Data to use:
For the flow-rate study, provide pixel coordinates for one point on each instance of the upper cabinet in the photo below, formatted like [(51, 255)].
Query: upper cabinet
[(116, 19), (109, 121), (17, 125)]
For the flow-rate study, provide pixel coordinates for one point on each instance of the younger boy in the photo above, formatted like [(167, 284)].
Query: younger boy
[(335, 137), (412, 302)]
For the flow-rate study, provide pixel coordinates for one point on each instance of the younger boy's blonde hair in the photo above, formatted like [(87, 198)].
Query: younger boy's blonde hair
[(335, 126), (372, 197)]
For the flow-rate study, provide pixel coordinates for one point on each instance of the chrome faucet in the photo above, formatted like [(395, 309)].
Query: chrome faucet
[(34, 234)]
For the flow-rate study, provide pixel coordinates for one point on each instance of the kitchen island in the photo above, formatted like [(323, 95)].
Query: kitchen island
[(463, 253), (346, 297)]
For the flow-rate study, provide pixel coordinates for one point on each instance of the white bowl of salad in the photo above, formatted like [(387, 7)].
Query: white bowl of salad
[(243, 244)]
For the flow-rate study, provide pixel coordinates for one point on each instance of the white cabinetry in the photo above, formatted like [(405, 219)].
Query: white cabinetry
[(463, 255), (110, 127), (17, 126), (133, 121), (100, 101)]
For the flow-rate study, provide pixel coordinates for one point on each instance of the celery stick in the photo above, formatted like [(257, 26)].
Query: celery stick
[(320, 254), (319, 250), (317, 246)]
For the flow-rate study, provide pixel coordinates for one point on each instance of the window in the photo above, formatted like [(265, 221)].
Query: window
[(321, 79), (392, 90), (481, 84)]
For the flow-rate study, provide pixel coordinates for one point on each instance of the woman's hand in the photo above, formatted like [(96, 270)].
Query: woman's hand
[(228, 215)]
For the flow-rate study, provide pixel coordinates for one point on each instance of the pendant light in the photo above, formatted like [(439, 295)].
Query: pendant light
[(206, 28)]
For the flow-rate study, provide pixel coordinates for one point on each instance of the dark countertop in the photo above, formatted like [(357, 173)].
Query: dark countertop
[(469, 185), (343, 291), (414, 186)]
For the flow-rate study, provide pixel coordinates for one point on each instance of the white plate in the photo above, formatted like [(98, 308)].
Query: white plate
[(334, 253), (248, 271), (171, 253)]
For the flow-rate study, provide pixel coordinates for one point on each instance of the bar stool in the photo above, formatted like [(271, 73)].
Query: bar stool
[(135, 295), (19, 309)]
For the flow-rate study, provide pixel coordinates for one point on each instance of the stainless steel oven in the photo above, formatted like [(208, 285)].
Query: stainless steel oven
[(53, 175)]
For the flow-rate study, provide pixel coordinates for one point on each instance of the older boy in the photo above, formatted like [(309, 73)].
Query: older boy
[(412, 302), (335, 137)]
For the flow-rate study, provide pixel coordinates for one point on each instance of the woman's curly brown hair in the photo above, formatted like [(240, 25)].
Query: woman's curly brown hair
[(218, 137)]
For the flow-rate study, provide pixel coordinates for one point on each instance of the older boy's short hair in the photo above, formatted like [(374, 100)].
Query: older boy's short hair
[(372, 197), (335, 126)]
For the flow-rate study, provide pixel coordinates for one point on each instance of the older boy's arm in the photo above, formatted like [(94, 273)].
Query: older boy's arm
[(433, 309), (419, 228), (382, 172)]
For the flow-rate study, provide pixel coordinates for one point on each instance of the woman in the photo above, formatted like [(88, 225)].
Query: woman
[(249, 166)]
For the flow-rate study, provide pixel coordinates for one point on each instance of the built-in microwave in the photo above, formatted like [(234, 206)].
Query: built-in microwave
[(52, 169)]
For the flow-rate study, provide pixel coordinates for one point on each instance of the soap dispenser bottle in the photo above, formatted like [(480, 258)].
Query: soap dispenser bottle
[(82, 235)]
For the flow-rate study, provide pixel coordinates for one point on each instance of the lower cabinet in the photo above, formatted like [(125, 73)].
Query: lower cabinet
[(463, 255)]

What to do: Each line above needs to be repeated exactly, with nothing omitted.

Answer box:
For the flow-rate study, provide pixel coordinates for one point on each instance of the upper cabinet in the photo below, formatted like [(51, 255)].
Query: upper cabinet
[(116, 19), (109, 121), (17, 125)]
For the flow-rate study, provide pixel coordinates for one point on each instance of the younger boy in the photo above, formatted like [(167, 284)].
Query: younger boy
[(335, 137), (412, 302)]
For the flow-rate study, provide pixel coordinates for one point on each instance of the younger boy's blonde hair in the photo above, formatted like [(87, 198)].
Query: younger boy's blonde hair
[(335, 126), (372, 197)]
For the flow-rate study, provide pixel coordinates for one point on each instance of the chrome faucet in the photo above, formatted like [(395, 309)].
Query: chrome faucet
[(34, 234)]
For the flow-rate study, provide pixel coordinates for one point on each instance of the kitchen island in the photo above, formatted like [(323, 95)].
Query: kitchen island
[(463, 253), (346, 297)]
For the flow-rate study, provide pixel coordinates for one point on each instance of the white bowl of salad in the photo above, formatted like [(387, 7)].
Query: white bowl of salad
[(243, 244)]
For the flow-rate study, provide pixel coordinates for one point on each instance of the white cabinetry in the photo above, formatted like [(405, 219)].
Query: white cabinetry
[(463, 255), (110, 127), (17, 126), (133, 121), (100, 101)]
For the flow-rate study, provide pixel coordinates for one point on each instance of the celery stick in the photo above, formatted like [(257, 26)].
Query: celery stick
[(320, 254), (319, 250), (317, 246)]
For the flow-rate study, provide pixel coordinates for one point on each instance of the window in the photo above, formatted like [(265, 221)].
Query: window
[(321, 79), (392, 90), (481, 84)]
For the flow-rate study, provide pixel coordinates for one point on each instance of the woman's hand in the photo above, formatted like [(96, 270)].
Query: woman's hand
[(228, 215)]
For the flow-rate study, provide pixel coordinates for one point on each instance of the pendant light in the photo above, formatted like [(439, 295)].
Query: pendant light
[(206, 28)]
For the flow-rate study, provide pixel coordinates for one point on each instance of the dark countertop in the photo above, formatted like [(357, 173)].
Query: dark countertop
[(469, 185), (343, 291), (414, 186)]
For the flow-rate study, provide pixel coordinates for one point on each instance of the white plate in the photo above, formatted like [(98, 308)].
Query: white plate
[(334, 253), (248, 271), (171, 253)]
For the flow-rate study, provide pixel coordinates for one point on each instance of the bar stool in the photo above, formatted like [(271, 73)].
Query: bar stool
[(135, 295), (19, 309)]
For the flow-rate study, provide pixel coordinates for one point on each instance of the stainless steel oven in the photo above, formatted like [(208, 285)].
Query: stainless steel oven
[(53, 175)]
For the flow-rate study, provide pixel coordinates for one point on each instance of the older boy in the photo above, formatted like [(309, 73)].
Query: older boy
[(412, 302), (335, 137)]
For the flow-rate study, provide pixel coordinates for one point on each instance of the woman's curly brown hair in the photo above, formatted like [(240, 25)].
Query: woman's curly brown hair
[(218, 137)]
For the flow-rate study, provide pixel coordinates for one point on each instance of the older boy's short hair in the photo above, formatted like [(374, 100)].
Query: older boy's short hair
[(372, 197), (335, 126)]
For the flow-rate study, provide pixel coordinates for one point on each instance of the older boy's arm in the photo above, formatted like [(94, 273)].
Query: older boy's arm
[(433, 309), (419, 228), (382, 172)]
For the flow-rate study, provide pixel coordinates for one point on each instance of the woman in the photo above, formatted like [(88, 225)].
Query: woman
[(249, 166)]
For the flow-rate study, provide pixel coordinates for one point on each instance of the built-in microwave in the photo above, formatted like [(234, 206)].
Query: built-in microwave
[(52, 169)]
For the flow-rate study, provide pixel coordinates for one point on each instance of the soap dispenser bottle in the photo above, formatted like [(480, 258)].
Query: soap dispenser bottle
[(82, 235)]
For the flow-rate study, provide pixel coordinates for one point on each instance of the lower cabinet in the photo above, formatted like [(125, 73)].
Query: lower cabinet
[(463, 255)]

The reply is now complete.